### CONSIGNE
Répondez à ces questions à partir du discours sur le projet de loi C-13 ci-dessous :
(a) Que veut faire ce projet de loi pour le français au Canada ?
(b) Quels deux sénateurs sont cités par leur nom ?
(c) En quel mois le projet de loi a-t-il été reçu ?

L’honorable Marty Klyne : Honorables sénateurs, je prends la parole au sujet du projet de loi C-13, un important projet de loi d’initiative ministérielle qui vise à protéger et à promouvoir le français au Canada.
Je fais également remarquer que le projet de loi C-13 remplit une promesse électorale du gouvernement. En cette ère de Sénat indépendant, c’est toujours un point que la Chambre nommée doit prendre en considération comme l’ont souligné à maintes reprises les sénateurs Harder et Dalphond et d’autres sénateurs.
Après une étude préalable approfondie, nous avons reçu le projet de loi C-13 en mai. Je parlerai de certaines de mes préoccupations à l’égard du projet de loi concernant les aéroports de l’Ouest canadien dans le contexte de la Saskatchewan, tout en appuyant pleinement l’objectif du projet de loi C-13 qui consiste à protéger et à promouvoir les droits linguistiques des francophones et des minorités au Canada.

### EXTRAIT DES DONNÉES
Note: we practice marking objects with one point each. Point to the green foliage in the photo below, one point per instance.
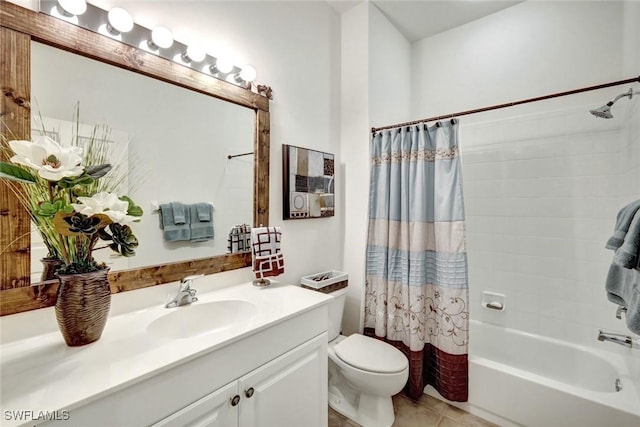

### RÉPONSE
(a) Le protéger et le promouvoir.
(b) Les sénateurs Harder et Dalphond.
(c) En mai.